Coronavírus: as mutações do Sars-Cov-2 que intrigam cientistas

Foto: Getty Images

Pesquisadores nos EUA e no Reino Unido identificaram centenas de mutações no Sars-Cov-2, o vírus que causa a covid-19.

Mas ainda não está claro o que isso significará para a disseminação do vírus na população e para a eficácia de uma possível vacina.

Vírus normalmente sofrem mutações. A questão é: qual dessas mutações no Sars-Cov-2 realmente altera a gravidade ou infecciosidade da doença?

Pesquisas preliminares nos EUA sugeriram que uma mutação específica – D614G – está se tornando dominante e pode tornar a doença mais infecciosa, mas o estudo ainda não foi revisado por outros cientistas e publicado formalmente.

Os pesquisadores, do Laboratório Nacional Los Alamos, no Novo México, vêm acompanhando as mudanças nas “pontinhas” da cápsula do vírus, que lhe conferem a forma de “coroa”, usando um banco de dados chamado Iniciativa Global sobre Compartilhamento de Todos os Dados sobre Influenza (GISAID).

Eles observaram que parece haver algo sobre essa mutação específica D614G que a faz crescer mais rapidamente – mas as consequências disso ainda não são claras.

A equipe de pesquisa analisou dados do Reino Unido de pacientes com coronavírus em Sheffield. Embora as pessoas com essa mutação específica do vírus parecessem ter uma quantidade maior do vírus em suas amostras, os cientistas não encontraram evidências de que elas ficaram mais gravemente doentes ou ficaram no hospital por mais tempo.

++++++

Lista de tarefas:
**1)** De acordo com o texto sobre as mutações do Sars-Cov-2, de qual cidade do Reino Unido eram os pacientes cujos dados a equipe de pesquisa analisou?
**2)** Copie do texto sobre as mutações do Sars-Cov-2 o trecho que começa nas palavras "Eles observaram que", parando logo após "não são claras.".
Os registros abaixo provêm de outra fonte, sem relação com o texto.

(Dados extraídos de uma coleção)
++++++

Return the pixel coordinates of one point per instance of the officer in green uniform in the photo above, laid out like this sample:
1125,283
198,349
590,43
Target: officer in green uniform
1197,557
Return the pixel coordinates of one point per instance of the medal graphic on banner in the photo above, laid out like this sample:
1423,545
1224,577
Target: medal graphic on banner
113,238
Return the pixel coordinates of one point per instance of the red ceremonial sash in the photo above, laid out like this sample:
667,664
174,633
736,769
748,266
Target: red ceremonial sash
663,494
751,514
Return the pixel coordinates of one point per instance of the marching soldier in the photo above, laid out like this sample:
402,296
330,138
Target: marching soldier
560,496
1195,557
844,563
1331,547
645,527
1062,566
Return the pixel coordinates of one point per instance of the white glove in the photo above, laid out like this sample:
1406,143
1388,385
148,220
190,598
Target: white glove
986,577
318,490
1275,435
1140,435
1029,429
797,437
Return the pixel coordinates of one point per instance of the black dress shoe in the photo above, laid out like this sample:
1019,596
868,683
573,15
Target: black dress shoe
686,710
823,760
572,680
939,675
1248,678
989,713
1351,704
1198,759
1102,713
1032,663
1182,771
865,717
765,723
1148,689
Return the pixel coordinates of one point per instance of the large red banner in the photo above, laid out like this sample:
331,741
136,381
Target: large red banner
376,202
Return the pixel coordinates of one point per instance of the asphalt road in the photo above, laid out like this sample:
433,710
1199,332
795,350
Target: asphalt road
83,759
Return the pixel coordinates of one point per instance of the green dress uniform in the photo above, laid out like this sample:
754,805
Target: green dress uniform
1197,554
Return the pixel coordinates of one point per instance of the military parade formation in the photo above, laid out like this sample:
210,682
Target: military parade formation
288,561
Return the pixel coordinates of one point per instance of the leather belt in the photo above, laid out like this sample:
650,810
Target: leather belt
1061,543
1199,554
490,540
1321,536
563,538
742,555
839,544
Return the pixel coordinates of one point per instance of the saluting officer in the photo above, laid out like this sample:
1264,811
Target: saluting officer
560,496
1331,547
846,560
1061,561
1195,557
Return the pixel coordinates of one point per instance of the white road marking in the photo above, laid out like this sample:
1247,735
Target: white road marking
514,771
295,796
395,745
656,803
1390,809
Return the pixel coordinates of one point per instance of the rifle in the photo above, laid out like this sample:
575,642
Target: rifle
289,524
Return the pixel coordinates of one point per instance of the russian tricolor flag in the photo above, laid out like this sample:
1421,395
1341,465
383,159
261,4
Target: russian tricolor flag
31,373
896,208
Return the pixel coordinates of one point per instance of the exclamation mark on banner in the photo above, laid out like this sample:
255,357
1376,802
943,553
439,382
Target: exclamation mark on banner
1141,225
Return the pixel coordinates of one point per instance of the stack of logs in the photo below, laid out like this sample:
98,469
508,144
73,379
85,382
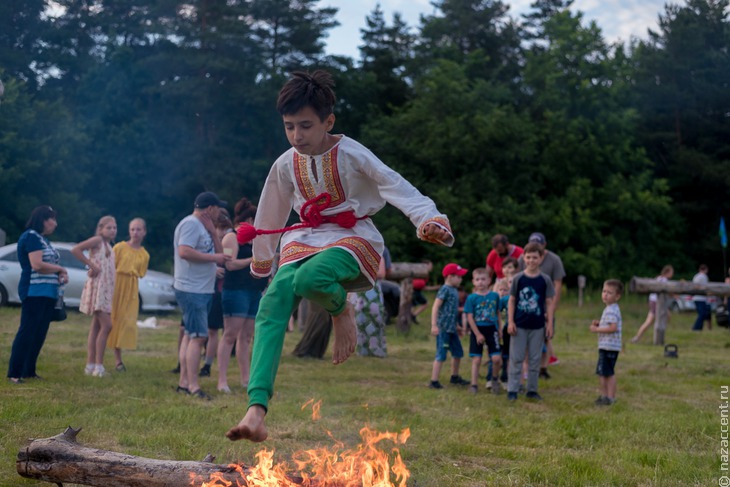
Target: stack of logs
664,290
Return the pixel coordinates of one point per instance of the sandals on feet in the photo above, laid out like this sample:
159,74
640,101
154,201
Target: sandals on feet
202,395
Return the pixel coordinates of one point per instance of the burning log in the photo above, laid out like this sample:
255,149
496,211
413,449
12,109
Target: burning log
61,459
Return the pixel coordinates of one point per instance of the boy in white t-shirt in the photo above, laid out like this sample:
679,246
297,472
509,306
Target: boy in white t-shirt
609,340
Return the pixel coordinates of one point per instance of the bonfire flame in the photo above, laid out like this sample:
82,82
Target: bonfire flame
367,465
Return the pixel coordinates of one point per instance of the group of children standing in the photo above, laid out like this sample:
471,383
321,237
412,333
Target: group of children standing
515,348
111,293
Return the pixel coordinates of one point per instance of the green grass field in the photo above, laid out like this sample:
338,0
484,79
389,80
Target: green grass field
664,430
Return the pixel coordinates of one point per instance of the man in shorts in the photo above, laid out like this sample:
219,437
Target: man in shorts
197,252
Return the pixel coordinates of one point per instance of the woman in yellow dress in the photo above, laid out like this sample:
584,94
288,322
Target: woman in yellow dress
131,263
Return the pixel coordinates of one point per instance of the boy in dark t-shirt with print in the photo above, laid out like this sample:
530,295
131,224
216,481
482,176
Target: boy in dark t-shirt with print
530,320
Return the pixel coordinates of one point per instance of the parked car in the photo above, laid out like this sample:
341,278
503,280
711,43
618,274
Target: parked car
155,288
684,302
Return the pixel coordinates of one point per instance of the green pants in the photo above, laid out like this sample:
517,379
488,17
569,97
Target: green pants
318,278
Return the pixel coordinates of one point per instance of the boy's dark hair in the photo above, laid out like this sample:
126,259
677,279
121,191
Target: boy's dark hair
534,247
616,284
500,239
243,211
38,216
307,90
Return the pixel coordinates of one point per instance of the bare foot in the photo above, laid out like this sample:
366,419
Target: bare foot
251,427
345,335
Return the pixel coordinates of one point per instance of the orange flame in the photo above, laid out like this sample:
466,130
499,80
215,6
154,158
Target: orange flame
315,408
365,465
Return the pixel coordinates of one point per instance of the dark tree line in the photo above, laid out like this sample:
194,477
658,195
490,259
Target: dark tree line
619,153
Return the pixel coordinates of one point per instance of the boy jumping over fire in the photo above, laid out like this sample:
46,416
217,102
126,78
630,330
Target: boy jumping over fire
335,184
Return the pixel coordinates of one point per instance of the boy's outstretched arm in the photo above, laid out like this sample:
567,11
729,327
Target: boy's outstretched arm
436,234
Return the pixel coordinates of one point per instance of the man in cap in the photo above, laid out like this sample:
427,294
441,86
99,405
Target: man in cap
551,265
501,249
197,253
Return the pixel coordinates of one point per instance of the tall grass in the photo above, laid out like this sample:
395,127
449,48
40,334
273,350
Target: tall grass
664,429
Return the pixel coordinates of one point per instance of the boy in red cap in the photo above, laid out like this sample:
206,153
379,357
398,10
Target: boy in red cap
446,328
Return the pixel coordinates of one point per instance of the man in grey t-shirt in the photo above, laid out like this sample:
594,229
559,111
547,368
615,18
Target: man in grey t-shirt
197,253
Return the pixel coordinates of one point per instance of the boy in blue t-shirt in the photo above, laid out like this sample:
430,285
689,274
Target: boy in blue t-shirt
445,327
530,320
482,315
609,340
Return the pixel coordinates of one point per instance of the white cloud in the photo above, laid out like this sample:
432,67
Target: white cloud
618,19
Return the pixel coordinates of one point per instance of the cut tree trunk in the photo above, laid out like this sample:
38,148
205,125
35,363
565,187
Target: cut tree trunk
664,289
60,459
643,285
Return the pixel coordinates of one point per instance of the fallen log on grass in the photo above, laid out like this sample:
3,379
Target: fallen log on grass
405,272
60,459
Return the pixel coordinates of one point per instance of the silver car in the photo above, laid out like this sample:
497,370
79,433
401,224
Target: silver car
155,288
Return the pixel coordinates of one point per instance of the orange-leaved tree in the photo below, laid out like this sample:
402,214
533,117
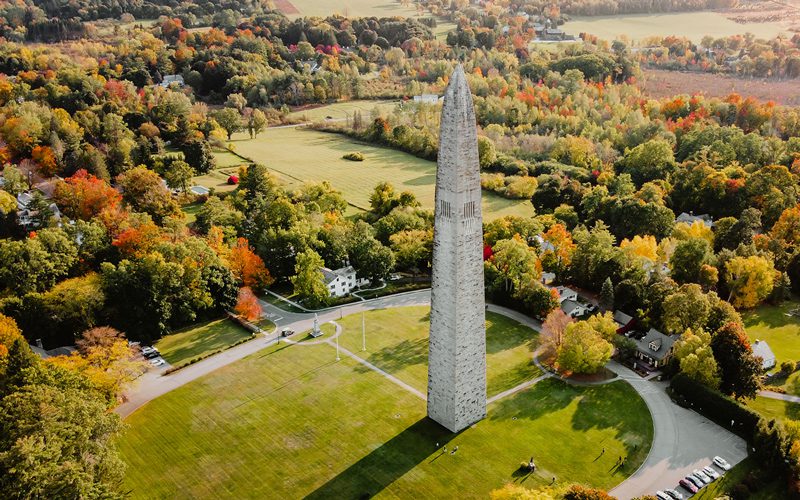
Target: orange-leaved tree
247,267
84,196
247,305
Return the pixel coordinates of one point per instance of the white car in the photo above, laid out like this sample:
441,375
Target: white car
674,494
701,476
722,463
711,472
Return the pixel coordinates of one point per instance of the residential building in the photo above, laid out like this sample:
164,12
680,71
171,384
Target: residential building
624,321
654,350
341,282
690,219
762,350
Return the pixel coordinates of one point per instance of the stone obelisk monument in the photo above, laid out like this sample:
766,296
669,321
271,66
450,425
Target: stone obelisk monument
457,352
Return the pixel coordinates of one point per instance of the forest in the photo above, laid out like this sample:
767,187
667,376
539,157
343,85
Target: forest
97,154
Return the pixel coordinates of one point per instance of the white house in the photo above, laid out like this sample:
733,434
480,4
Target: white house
427,98
170,79
690,219
761,349
565,293
342,281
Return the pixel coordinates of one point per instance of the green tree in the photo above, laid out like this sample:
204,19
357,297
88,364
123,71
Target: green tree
688,259
229,119
686,308
739,368
308,281
696,359
749,279
256,122
179,175
143,190
607,295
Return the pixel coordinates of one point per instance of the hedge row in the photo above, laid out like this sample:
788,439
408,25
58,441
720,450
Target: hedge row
721,409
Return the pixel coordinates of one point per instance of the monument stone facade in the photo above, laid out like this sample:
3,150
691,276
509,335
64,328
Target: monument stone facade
457,351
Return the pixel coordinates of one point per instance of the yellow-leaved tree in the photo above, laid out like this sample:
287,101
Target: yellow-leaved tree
750,280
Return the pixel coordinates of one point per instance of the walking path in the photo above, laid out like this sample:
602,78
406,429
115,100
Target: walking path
682,439
778,395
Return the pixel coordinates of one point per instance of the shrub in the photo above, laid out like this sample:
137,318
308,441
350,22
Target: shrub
355,156
716,406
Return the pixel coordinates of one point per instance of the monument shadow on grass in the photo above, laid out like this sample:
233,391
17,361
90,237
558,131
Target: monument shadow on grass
387,463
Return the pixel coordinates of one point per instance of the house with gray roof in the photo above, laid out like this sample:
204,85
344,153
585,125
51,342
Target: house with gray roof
654,350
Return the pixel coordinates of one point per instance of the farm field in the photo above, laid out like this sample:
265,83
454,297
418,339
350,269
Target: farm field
781,332
692,25
356,8
289,421
397,342
343,110
299,155
200,339
660,83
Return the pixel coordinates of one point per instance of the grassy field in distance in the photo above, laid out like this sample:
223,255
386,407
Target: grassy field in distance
200,339
290,421
297,155
693,25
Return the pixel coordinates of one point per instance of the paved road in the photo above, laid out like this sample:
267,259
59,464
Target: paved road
154,383
683,441
778,395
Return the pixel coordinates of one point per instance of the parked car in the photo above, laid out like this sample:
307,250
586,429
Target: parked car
696,481
711,473
150,352
688,485
721,463
701,476
674,494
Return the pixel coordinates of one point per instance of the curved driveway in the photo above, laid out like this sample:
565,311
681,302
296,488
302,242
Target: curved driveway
683,440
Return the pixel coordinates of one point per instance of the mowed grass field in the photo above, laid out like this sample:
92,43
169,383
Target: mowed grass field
299,155
693,25
397,342
781,332
343,110
290,422
199,340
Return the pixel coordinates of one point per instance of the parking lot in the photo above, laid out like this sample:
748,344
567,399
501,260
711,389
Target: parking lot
682,442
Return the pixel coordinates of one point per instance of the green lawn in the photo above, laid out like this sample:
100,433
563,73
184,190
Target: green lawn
693,25
781,332
300,155
201,339
397,341
290,421
344,109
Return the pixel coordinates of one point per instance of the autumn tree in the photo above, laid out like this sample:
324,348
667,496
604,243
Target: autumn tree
105,358
749,279
557,253
143,190
695,357
247,305
739,368
247,267
553,328
308,281
83,196
584,349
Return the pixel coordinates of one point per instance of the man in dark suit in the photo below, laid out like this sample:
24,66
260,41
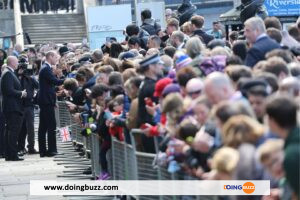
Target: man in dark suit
47,101
151,68
260,42
12,105
197,22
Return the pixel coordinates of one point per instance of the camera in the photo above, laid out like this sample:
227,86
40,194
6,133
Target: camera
24,68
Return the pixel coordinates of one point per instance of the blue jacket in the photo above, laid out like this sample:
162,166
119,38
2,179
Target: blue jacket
47,80
259,49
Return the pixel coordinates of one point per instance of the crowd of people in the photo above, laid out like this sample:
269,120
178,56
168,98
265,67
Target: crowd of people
221,109
37,6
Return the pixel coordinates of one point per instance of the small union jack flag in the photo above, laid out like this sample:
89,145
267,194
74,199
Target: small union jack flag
65,134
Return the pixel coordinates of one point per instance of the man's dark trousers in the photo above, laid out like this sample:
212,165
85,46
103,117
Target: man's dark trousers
14,121
2,128
27,129
47,125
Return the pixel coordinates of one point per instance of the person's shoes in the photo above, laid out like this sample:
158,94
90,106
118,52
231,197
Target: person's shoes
51,154
32,151
14,159
87,171
22,152
43,155
104,176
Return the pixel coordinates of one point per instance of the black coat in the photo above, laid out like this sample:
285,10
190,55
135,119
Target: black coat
146,90
47,80
11,91
206,38
259,49
29,84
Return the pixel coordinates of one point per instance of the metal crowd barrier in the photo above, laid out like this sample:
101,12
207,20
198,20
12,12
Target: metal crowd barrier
125,162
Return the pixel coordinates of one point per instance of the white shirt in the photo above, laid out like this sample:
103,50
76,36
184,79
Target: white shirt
11,69
261,36
180,46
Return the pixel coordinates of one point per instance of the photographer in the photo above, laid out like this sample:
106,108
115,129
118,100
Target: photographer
28,83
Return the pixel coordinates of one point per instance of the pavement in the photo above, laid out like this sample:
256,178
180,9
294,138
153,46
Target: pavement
15,177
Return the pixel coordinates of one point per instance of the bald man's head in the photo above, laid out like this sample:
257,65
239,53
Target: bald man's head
290,85
12,62
218,87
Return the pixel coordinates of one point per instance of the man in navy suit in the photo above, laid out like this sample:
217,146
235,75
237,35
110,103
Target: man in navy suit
12,105
47,101
260,42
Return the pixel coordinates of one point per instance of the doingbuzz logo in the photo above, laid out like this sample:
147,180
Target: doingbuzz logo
248,187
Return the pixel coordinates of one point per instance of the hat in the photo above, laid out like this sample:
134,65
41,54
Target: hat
150,60
256,84
195,84
126,55
160,85
63,50
182,61
85,58
171,88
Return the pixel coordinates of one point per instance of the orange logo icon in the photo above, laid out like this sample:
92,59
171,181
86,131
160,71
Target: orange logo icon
248,187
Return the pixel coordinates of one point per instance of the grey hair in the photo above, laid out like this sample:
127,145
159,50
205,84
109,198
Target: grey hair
194,46
256,23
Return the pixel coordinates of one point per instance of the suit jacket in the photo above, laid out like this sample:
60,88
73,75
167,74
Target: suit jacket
259,49
11,92
204,36
47,80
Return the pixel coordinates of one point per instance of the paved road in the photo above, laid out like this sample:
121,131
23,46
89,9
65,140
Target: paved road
15,177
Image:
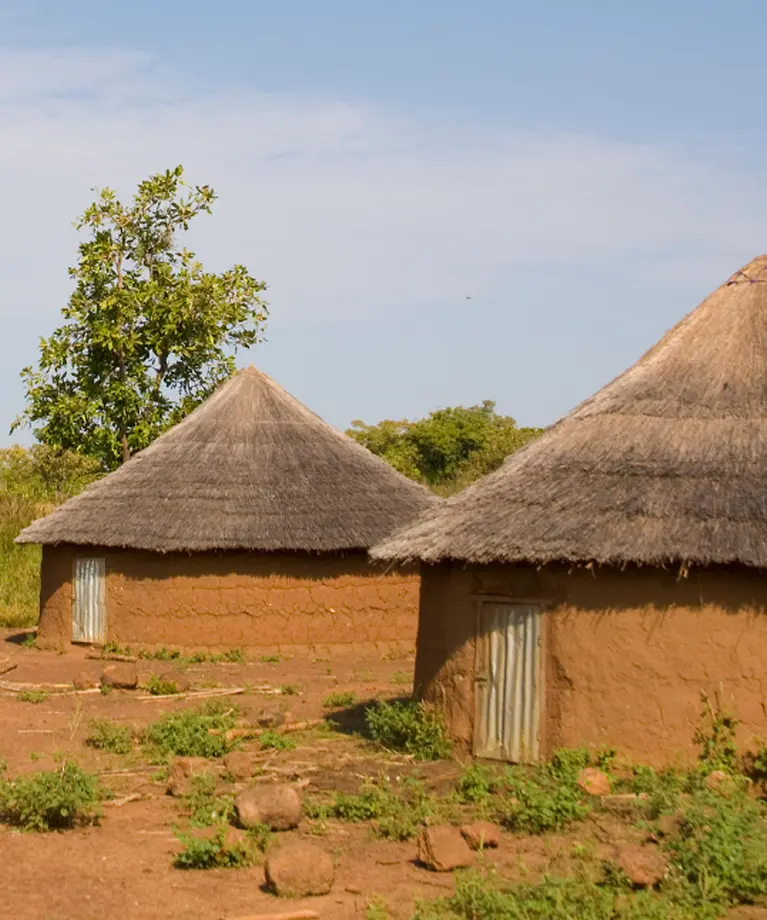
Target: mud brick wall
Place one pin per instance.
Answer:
(626, 654)
(230, 600)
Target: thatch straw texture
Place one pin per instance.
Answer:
(668, 463)
(251, 468)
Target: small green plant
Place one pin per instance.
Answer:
(260, 837)
(205, 807)
(721, 849)
(339, 699)
(33, 696)
(271, 740)
(715, 737)
(192, 733)
(159, 686)
(410, 727)
(105, 735)
(213, 852)
(50, 800)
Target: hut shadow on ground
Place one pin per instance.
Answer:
(351, 719)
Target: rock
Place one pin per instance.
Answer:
(181, 772)
(443, 849)
(594, 781)
(277, 807)
(175, 677)
(239, 765)
(120, 676)
(84, 681)
(300, 869)
(644, 866)
(481, 835)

++++++

Conjunto de respostas:
**1)** Sheffield.

**2)**
Eles observaram que parece haver algo sobre essa mutação específica D614G que a faz crescer mais rapidamente – mas as consequências disso ainda não são claras.